TASK DIRECTIONS
Decide whether each statement below agrees with the lymphoma account that follows, answering yes or no and quoting the deciding words of the account: 1. The doctor at Urgent Care prescribed antibiotics. 2. The writer waited one week before the visit to the Oncologist. 3. The nurse gave the writer graham crackers.

SUPPLIED TEXT
══════════

How it all started...

Seven to Eight months ago after doing some vigorous yard work in the heat, I noticed i had a squishy bump on my neck the next day when i woke up. Thinking I had a allergic reaction to pollen or something in the yard i waited for it to recede and thought i would be okay. The bump did seem to go down and so I marked it off to being just what I thought it was and went on with life. I started getting a cold and the bump came back again...again I though, "This is how my body is dealing with being sick" but I decided to go to Urgent Care anyway after the cold went away. The doctor gave me some antibiotics in hopes it was a bacterial infection, which I took, but the bump did not go away. She told me to give it two to three weeks for results and I thought, that must be what was wrong since the bump went down to almost nothing in that time. Life was busy, work was busy and I tried to get used to the squishy bump on my neck that swelled up and then receded. I finally did have enough of it and decided to finally get a doctor and have them take a look at it. Luckily for me, my new doctor immediately ordered a CT scan of the bump and that is what started it all. The doctor calls me right after the scan results came to them telling me that they were referring me to an Oncologist immediately because the results of the CT scan came back as "suspiciously like lymphoma". I went to the bathroom at work and cried. I wait two weeks till my next doctors visit which feels like eternity. I am stressed, emotional and anxious. I am hoping they are wrong, that this is just allergies. Finally I get to the Oncologist and I can barely sit down in the office. I pace, drink up all their water  and fidget when I finally sit down. They make it even worse when they put a medical bracelet around my wrist and make me fill out paperwork. Finally I get called in and the nurse takes my temperature, which is high, my blood pressure, which is high, and asks me weird questions about symptoms I think in my mind I might have but am so stressed I don't know. The poor nurse looked at me knowing i am about to lose it and i did. To make me feel better, she gives me some graham crackers because stupid me, I decided to fast that day and was light headed. I calm down enough for the Oncologist to come in to a sane person and find him a happy jovial Asian man with a thick accent. I am set at ease more but then I brace myself for the news I don't want to hear, but hear it I do. " You have Lymphoma".

══════════

RECORDS SUPPLIED
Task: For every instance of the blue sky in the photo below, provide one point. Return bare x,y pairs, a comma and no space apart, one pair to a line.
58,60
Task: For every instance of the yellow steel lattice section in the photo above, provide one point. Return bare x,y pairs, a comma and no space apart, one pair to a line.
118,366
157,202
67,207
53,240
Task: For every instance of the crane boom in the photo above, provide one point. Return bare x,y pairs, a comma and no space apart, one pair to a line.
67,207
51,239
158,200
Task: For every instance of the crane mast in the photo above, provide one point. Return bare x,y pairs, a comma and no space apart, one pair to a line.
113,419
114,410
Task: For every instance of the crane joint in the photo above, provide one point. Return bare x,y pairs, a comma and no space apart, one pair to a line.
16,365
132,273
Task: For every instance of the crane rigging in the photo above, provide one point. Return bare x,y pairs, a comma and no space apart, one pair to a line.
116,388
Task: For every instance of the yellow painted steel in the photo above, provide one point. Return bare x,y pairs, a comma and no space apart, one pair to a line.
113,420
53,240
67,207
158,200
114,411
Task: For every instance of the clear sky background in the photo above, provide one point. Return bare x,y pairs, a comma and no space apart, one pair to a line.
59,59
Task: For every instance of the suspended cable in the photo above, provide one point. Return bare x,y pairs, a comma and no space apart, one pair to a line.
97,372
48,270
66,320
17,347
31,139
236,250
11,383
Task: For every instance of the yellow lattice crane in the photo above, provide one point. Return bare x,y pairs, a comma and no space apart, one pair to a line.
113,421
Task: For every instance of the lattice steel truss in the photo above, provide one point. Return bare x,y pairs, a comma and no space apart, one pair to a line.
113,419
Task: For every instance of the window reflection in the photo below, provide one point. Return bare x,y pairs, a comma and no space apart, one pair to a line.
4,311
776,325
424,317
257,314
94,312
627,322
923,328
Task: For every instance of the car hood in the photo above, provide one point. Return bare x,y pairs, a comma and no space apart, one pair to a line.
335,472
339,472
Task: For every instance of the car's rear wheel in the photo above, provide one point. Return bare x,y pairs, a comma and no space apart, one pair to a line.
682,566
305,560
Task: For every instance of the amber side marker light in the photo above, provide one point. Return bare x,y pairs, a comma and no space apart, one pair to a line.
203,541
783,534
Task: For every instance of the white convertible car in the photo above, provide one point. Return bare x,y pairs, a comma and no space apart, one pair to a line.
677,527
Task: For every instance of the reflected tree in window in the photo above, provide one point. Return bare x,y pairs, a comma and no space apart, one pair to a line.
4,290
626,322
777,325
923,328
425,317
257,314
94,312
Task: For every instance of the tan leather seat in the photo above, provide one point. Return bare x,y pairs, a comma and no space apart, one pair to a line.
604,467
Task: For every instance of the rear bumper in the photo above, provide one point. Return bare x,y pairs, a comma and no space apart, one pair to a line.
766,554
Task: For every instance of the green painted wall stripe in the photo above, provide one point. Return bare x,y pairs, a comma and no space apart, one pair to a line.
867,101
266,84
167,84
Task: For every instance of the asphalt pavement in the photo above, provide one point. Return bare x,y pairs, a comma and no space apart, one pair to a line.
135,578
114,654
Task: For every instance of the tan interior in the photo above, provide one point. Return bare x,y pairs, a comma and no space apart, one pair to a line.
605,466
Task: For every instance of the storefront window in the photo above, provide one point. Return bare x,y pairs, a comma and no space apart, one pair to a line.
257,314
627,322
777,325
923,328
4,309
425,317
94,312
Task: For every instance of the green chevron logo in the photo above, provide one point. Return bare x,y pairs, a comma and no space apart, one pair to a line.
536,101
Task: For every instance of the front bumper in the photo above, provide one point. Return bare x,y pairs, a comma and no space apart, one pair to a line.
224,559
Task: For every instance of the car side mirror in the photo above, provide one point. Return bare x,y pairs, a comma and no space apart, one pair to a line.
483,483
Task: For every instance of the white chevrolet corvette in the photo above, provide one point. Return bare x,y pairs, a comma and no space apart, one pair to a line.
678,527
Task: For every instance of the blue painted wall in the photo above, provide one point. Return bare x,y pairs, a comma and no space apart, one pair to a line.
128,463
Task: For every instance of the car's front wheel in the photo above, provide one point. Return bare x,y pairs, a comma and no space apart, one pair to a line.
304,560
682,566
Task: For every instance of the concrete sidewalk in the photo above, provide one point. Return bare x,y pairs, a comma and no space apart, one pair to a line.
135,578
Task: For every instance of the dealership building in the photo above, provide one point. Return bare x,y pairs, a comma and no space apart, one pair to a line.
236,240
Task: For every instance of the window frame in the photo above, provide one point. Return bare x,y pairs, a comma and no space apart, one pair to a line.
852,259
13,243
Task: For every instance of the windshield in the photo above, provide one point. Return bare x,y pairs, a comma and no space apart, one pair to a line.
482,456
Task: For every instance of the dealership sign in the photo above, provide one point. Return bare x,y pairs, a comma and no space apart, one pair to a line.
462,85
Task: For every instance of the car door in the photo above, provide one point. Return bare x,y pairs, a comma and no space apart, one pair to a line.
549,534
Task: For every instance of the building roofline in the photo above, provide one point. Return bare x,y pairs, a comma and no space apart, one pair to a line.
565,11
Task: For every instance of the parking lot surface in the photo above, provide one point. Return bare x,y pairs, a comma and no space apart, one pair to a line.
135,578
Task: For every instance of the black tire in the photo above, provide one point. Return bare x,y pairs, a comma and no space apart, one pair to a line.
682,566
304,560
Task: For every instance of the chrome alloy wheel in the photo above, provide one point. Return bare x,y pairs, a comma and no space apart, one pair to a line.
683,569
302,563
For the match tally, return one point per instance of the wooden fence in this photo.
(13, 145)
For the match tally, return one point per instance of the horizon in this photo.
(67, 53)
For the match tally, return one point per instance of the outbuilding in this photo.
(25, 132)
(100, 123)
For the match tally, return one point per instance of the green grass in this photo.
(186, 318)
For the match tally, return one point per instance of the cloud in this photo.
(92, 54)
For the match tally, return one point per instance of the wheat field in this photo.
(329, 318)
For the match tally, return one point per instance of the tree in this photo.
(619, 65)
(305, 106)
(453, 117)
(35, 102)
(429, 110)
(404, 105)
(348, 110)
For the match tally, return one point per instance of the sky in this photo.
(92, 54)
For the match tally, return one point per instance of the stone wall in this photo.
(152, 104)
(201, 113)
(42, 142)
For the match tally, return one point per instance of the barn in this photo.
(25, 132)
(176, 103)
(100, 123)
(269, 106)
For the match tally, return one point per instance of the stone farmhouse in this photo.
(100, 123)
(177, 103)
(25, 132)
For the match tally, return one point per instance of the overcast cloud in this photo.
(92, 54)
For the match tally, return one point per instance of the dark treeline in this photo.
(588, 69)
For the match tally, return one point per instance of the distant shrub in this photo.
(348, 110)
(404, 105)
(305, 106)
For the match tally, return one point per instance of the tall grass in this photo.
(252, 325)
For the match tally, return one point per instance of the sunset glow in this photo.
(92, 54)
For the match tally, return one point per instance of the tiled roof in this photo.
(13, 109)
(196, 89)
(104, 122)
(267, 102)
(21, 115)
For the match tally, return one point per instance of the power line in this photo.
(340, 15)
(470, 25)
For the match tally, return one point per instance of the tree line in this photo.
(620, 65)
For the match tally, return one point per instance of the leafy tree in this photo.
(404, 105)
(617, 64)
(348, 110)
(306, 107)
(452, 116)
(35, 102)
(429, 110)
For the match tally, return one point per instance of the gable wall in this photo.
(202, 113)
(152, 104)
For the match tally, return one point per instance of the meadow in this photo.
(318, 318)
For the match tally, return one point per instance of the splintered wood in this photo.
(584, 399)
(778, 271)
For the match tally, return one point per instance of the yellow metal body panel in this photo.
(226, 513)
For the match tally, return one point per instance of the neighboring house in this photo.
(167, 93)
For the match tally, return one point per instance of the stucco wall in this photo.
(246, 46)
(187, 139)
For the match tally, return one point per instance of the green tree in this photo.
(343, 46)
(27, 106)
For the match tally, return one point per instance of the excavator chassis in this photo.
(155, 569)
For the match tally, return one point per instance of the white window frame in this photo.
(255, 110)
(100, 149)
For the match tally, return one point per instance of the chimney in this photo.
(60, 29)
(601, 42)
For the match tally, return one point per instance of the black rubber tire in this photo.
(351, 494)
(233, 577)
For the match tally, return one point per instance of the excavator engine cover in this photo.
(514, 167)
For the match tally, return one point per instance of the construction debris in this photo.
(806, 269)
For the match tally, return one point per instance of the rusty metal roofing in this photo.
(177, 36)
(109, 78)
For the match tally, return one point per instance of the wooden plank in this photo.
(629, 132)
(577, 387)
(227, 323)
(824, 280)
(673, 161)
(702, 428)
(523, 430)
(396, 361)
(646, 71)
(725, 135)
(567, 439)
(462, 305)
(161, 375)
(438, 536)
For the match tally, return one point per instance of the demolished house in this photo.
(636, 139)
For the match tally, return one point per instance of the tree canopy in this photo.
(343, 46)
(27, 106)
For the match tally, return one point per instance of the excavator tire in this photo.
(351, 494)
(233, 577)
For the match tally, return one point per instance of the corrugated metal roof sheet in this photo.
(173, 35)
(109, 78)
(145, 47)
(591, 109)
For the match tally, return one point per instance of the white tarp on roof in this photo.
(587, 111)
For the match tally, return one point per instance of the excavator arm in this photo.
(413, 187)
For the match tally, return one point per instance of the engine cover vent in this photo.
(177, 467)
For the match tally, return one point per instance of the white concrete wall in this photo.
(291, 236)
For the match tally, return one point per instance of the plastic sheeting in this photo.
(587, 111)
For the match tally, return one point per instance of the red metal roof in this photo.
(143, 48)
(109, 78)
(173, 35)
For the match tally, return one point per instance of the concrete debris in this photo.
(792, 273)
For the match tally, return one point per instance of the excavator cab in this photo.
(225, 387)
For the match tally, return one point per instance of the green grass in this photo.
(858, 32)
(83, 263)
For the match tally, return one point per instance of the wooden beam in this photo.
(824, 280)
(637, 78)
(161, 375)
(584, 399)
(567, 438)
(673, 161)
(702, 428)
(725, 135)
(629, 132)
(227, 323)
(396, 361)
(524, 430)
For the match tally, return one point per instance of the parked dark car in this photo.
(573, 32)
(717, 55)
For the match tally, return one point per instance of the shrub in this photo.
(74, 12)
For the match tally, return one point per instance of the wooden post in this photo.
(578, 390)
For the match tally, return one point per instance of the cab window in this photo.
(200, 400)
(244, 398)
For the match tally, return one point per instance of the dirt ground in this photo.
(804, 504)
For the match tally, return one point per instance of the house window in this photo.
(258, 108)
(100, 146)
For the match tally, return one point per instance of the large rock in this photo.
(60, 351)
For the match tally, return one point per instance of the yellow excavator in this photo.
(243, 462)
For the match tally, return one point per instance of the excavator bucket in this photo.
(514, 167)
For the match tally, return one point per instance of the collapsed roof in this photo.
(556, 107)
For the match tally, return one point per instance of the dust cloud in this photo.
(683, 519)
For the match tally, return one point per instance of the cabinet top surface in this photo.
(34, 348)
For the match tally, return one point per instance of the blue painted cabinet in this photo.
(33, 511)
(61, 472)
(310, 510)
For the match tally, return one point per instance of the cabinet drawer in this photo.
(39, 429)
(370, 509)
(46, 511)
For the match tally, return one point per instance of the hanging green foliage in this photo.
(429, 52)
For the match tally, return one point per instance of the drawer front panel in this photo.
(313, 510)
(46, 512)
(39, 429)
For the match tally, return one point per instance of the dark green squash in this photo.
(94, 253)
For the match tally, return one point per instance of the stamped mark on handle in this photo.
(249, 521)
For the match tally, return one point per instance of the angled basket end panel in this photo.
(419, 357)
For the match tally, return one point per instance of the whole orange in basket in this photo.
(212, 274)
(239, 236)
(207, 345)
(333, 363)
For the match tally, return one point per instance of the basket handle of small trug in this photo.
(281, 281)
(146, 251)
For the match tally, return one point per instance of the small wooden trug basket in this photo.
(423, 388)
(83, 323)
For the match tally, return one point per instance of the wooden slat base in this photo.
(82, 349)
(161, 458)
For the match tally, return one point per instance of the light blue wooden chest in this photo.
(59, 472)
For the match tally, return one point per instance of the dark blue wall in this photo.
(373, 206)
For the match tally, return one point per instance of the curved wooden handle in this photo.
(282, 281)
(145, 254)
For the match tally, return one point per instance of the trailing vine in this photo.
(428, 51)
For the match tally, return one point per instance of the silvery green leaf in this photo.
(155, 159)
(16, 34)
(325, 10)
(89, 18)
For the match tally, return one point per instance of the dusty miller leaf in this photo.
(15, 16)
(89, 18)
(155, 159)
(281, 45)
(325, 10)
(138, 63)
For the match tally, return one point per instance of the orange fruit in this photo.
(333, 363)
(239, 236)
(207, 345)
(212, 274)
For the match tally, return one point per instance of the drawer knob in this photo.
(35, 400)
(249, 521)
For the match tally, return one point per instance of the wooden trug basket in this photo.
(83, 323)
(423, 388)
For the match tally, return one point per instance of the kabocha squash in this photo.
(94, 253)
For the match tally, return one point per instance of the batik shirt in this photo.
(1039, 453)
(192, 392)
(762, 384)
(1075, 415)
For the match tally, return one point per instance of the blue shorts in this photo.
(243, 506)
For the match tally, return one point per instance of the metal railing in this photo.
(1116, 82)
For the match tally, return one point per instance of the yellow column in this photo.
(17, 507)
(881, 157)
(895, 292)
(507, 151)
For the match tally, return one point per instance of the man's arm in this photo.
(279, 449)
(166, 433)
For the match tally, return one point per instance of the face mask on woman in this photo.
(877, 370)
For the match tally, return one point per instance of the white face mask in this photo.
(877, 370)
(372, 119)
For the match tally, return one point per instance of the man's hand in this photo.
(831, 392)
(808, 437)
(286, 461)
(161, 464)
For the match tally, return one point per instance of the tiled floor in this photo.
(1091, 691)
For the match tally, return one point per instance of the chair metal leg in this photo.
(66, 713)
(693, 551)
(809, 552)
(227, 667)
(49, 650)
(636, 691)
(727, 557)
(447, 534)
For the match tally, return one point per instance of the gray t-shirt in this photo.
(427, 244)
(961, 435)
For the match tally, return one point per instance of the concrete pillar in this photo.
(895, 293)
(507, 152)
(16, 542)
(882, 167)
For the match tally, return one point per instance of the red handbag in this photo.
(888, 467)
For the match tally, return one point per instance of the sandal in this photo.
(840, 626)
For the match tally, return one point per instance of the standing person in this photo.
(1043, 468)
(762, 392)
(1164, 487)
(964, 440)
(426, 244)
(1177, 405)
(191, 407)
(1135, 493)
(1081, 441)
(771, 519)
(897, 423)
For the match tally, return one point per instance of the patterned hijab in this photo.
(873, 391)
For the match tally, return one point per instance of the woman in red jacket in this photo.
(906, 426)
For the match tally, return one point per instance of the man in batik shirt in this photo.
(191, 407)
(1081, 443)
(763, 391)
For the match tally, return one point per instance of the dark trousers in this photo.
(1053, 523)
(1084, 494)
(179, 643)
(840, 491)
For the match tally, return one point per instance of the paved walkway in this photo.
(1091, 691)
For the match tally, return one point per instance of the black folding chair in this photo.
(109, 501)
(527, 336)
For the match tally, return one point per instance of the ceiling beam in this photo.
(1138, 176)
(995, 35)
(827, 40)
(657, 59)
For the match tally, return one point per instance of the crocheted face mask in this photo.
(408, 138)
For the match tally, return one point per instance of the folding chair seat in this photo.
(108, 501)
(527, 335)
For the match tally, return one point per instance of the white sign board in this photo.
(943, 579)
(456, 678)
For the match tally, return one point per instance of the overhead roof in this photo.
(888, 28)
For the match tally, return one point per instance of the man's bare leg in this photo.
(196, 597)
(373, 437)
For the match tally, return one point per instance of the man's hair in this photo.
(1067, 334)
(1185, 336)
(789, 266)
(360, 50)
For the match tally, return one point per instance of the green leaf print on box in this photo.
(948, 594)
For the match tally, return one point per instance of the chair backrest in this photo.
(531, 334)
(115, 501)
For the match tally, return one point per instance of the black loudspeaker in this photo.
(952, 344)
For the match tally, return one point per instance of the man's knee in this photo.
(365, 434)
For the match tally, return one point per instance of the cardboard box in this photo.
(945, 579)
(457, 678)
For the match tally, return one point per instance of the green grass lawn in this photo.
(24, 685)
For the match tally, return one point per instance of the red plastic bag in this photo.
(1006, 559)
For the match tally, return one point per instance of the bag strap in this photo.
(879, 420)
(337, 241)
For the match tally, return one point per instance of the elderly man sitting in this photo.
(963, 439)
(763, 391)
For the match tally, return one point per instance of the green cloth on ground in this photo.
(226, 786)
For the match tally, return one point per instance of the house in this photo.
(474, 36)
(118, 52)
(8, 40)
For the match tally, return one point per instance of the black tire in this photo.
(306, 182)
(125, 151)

══════════

WRITTEN RESPONSE
1. Yes: "The doctor gave me some antibiotics in hopes it was a bacterial infection"
2. No: "I wait two weeks till my next doctors visit"
3. Yes: "she gives me some graham crackers"